──────── ОТРЫВОК ИСТОЧНИКА

Сразу скажу, что писал не просто невыдуманные истории – я писал только о том, что видел сам и в чем принимал непосредственное участие. Тут и трагическая судьба матери, сын которой был осужден по ошским событиям 2010 года, и рассказ о предпринимателе Гафуржане Дадажанове, чью землю захватчики незаконно застроили жилыми домами, а с него при этом требуют платить земельный налог. Писал я и об отбывающем срок известном правозащитнике Азимжане Аскарове, единственный дом которого удалось отстоять, хотя власти пытались конфисковать его всеми правдами и неправдами.
Сегодня я хотел бы продолжить невыдуманные рассказы о судьбах людей, опаленных трагическим две тысячи десятым. Ведь за скупыми цифрами погибших, раненых, осужденных в результате этого конфликта стоят еще сотни искалеченных судеб их родных и близких. В этот раз я расскажу о судьбе отца, сын которого попал в жернова репрессий, вызванных событиями июня 2010 года.
Боясь беспорядков, нарушали закон
За спиной его стоит мужчина лет пятидесяти, но весь уже седой, бледный, глаза полны отчаяния и боли. Приглашаю его сесть. Он садится на краешек стула, руки его слегка дрожат, видно, что подкосило его и состарило настоящее горе.
Зовут моего гостя Камолдин (здесь и далее все имена и фамилии изменены. – Прим. автора). Усталым голосом он рассказывает, как вчера вечером, часов в семь, к дому подкатила машина. Сын моего Камолдина как раз сидел у дома на скамейке. Из машины вышли несколько человек в гражданской форме, повалили сына на землю, надели наручники и увезли в неизвестном направлении.
Отец искал сына всю ночь. Стоял у здания милиции, СНБ, расспрашивал входящих и выходящих, но никто ничего не мог сказать. Или не хотел.
– Он у меня единственный ребенок, – прерывает сам себя мужчина, – я его растил без матери: она умерла, когда он был еще маленьким.
Говорит он извиняющим тоном, как будто это он виноват в том, что судьба у него сложилась так трагически.
Я, пытаясь понять причину исчезновения парня, предполагаю первое, что пришло на ум: «Криминал?»
– Мы люди бедные, – говорит отец, – своим трудом живем.

────────────────

■ ЗАДАЧИ ДЛЯ РЕШЕНИЯ
1) Ответьте на вопросы по очерку о событиях июня 2010 года:
(а) Какой налог требуют платить с Гафуржана Дадажанова?
(б) Примерно в котором часу, по рассказу Камолдина, к его дому подкатила машина?
(в) Когда умерла мать сына Камолдина?
2) Пожалуйста, напишите продолжение очерка о событиях июня 2010 года, начиная сразу после слов отца «Мы люди бедные, своим трудом живем».

──────── ИСХОДНЫЕ ДАННЫЕ

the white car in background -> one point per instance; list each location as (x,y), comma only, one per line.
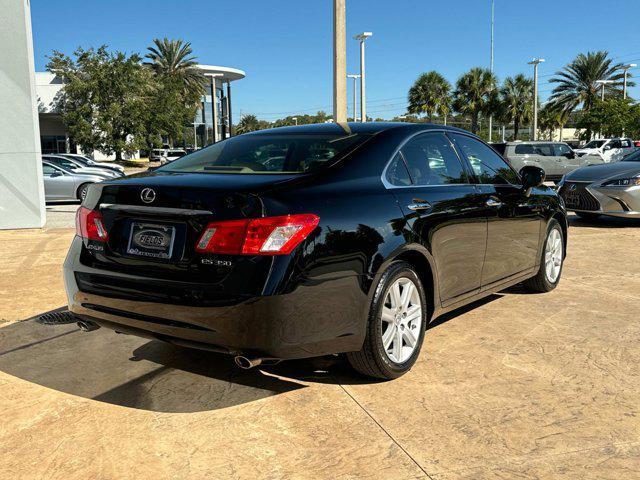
(610,149)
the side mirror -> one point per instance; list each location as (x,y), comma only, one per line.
(532,177)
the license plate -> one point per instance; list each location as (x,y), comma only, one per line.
(151,240)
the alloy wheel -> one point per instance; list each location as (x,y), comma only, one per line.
(553,255)
(401,320)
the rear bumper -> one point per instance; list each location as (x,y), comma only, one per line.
(317,317)
(611,201)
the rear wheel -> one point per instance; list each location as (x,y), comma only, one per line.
(588,216)
(551,263)
(396,325)
(82,191)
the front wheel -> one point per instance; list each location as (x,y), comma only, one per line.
(552,261)
(396,325)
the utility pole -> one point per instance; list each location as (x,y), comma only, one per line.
(491,62)
(355,98)
(535,63)
(626,69)
(339,61)
(363,98)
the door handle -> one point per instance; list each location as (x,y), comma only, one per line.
(419,205)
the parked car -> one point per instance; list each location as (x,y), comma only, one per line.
(88,162)
(611,189)
(354,250)
(172,154)
(610,149)
(64,184)
(76,166)
(555,158)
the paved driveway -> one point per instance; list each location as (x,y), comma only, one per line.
(517,386)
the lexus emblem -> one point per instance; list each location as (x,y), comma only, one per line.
(148,195)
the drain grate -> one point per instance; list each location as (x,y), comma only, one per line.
(57,318)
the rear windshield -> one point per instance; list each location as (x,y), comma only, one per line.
(264,154)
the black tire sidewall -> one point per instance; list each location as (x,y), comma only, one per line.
(389,368)
(553,224)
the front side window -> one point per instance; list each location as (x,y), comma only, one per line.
(562,150)
(487,165)
(431,160)
(267,154)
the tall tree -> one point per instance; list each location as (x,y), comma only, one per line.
(174,58)
(516,101)
(576,83)
(431,95)
(475,95)
(104,99)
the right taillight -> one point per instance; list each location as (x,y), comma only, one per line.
(89,225)
(257,236)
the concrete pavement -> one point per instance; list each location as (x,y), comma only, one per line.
(517,386)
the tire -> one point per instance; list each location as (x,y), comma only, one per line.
(544,281)
(82,191)
(374,360)
(588,216)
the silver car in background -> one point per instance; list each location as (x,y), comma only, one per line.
(611,189)
(555,158)
(62,184)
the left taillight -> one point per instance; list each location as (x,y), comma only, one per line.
(89,225)
(257,236)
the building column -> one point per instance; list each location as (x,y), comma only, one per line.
(21,182)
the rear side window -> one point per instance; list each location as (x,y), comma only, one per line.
(265,154)
(489,167)
(431,160)
(524,149)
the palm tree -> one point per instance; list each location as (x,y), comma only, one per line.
(174,58)
(248,123)
(430,94)
(576,83)
(516,99)
(475,94)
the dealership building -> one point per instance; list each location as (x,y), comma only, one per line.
(212,121)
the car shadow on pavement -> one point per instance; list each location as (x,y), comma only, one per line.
(152,375)
(130,371)
(604,222)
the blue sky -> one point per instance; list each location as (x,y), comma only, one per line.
(285,45)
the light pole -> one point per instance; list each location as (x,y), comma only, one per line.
(339,61)
(626,69)
(214,104)
(355,98)
(363,100)
(535,63)
(491,62)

────────────────

■ ОЖИДАЕМЫЕ ОТВЕТЫ
1)
(а) Земельный налог.
(б) Часов в семь вечера.
(в) Когда сын был еще маленьким.

2)
Это видно и без слов. Но тогда кто и почему похитил его сына среди бела дня, да еще и увез неизвестно куда?
Уточняю, не участвовал ли его сын в ошских событиях 2010 года. Вы скажете, при чем тут это? Но в то время как раз активно задерживали людей, связанных именно с ошскими событиями. Причем выглядело это, как бандитский налет. Милицейские оперативники неожиданно врывались в дома, валили подозреваемых на пол и, надев наручники, увозили в неизвестном направлении. (Позже таким задержанным инкриминировали уголовщину и давали большие сроки – прим. «Ферганы»). Как-то в разговоре с одним из милицейских начальников я сказал, что, действуя подобным образом, они нарушают закон. Он ответил, что им приходится так себя вести, иначе на них во время задержания пойдет вся махалля (квартал, община – прим. «Ферганы») и могут начаться массовые беспорядки.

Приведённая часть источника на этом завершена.